**REQUIREMENT:** Only lines containing the word "this" belong in the answer; copy each one from the records.

**DATA PROVIDED:**
>>>>>
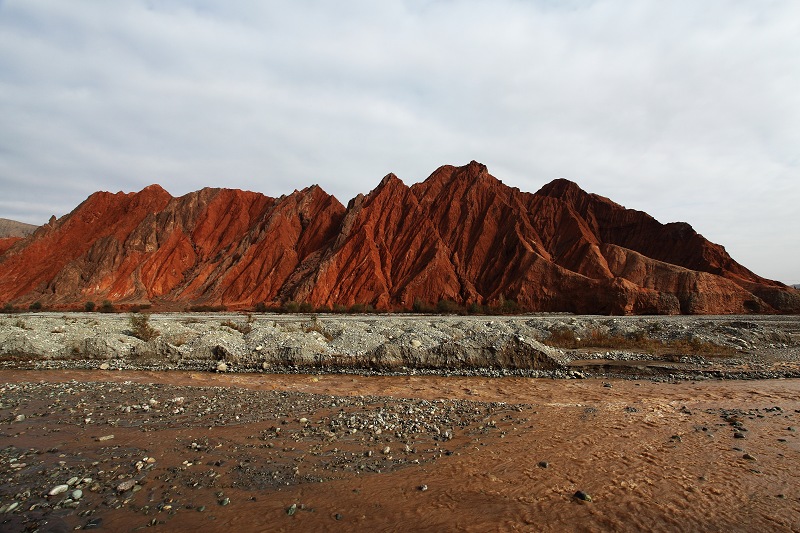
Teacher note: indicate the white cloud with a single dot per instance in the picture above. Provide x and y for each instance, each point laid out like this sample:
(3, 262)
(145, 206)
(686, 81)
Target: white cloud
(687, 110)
<<<<<
>>>>>
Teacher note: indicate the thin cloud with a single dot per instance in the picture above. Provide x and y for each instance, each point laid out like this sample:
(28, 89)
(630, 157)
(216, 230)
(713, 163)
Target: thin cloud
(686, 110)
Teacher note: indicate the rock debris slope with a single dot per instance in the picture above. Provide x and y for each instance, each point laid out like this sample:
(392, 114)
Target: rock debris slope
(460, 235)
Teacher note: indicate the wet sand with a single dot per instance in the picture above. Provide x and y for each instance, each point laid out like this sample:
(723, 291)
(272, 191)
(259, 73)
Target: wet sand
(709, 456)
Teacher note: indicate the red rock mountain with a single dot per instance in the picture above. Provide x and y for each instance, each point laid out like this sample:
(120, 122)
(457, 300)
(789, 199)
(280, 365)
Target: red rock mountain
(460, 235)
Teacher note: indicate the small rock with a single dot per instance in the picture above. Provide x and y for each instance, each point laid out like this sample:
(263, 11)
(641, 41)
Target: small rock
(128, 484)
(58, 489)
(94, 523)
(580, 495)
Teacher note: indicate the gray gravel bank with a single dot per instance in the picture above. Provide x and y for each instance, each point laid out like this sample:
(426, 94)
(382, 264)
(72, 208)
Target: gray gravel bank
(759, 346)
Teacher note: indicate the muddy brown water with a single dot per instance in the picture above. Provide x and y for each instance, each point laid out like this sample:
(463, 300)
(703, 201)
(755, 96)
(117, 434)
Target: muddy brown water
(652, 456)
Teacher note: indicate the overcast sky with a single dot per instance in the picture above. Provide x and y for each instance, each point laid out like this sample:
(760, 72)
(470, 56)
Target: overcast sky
<<<<<
**TASK RESPONSE:**
Teacher note: indicate the white cloud with a single dot per instance in the picture above. Provide x and y for each instance, each point laid out like this sample:
Teacher note: indicate the thin cloud with a single dot per instance in the picture above. Provide x and y for each instance, each point laid out like this sample:
Teacher note: indicate the rock debris slope with a single dot per instance in the picture above. Provide x and y for each instance, each point laid out like this sample:
Teacher note: indicate the wet sand with a single dot per instance in the picture above. Provide x and y for each instance, each point laid out like this sample:
Teacher note: indicate the red rock mountain with a single dot per instance in the picture above. Provide x and y for each instance, each point laid out like this sample:
Teacher note: indicate the small rock with a single dot per instance in the picture above. Provide x and y for each instance, each point laid out like this sample:
Teacher note: indicate the gray gravel bank with a single dot per instance in the picture above. Provide x and y for each instance, each point laid out like this sample:
Teacher note: indicate the muddy brown water with a single dot per instance in the picture above. Provide x and y for each instance, each point laid out like this sample:
Teacher note: indicate the overcast sky with a single dot per instance in the picture above. Provide x and y for each instance, each point laid out like this sample:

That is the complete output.